Stored records
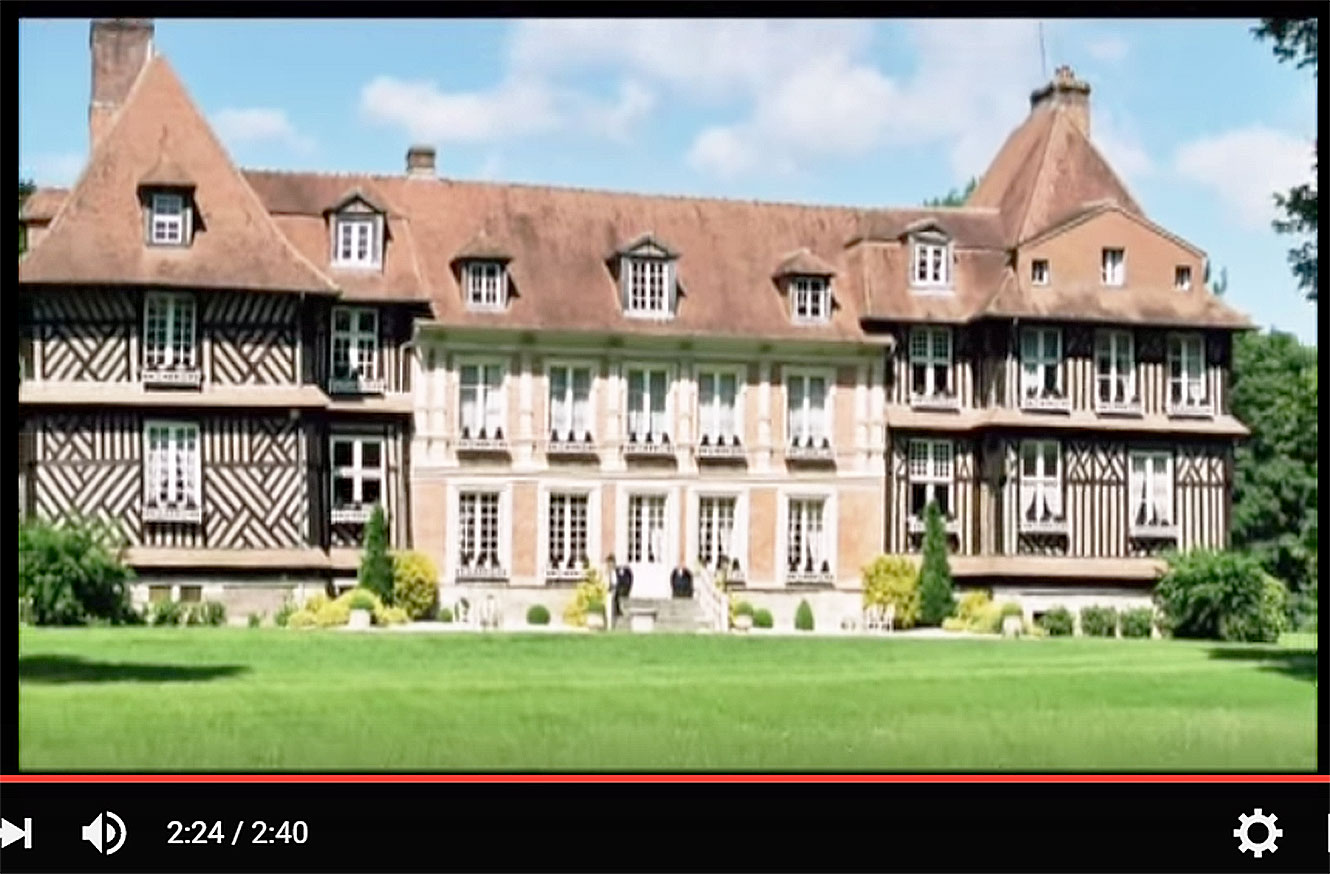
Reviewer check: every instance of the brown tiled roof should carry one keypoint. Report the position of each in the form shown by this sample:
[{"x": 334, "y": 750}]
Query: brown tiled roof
[
  {"x": 803, "y": 264},
  {"x": 1046, "y": 170},
  {"x": 97, "y": 234}
]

■ **YOUR TASK**
Write out all the records again, exactly, minus any pictures.

■ **RESPONSE BELOW**
Reviewer check: every instance of the brown tiled roof should carry one keypoint. Report the position of each in the form shown by this sample:
[{"x": 334, "y": 750}]
Query: brown tiled roof
[
  {"x": 803, "y": 264},
  {"x": 1046, "y": 170},
  {"x": 97, "y": 234}
]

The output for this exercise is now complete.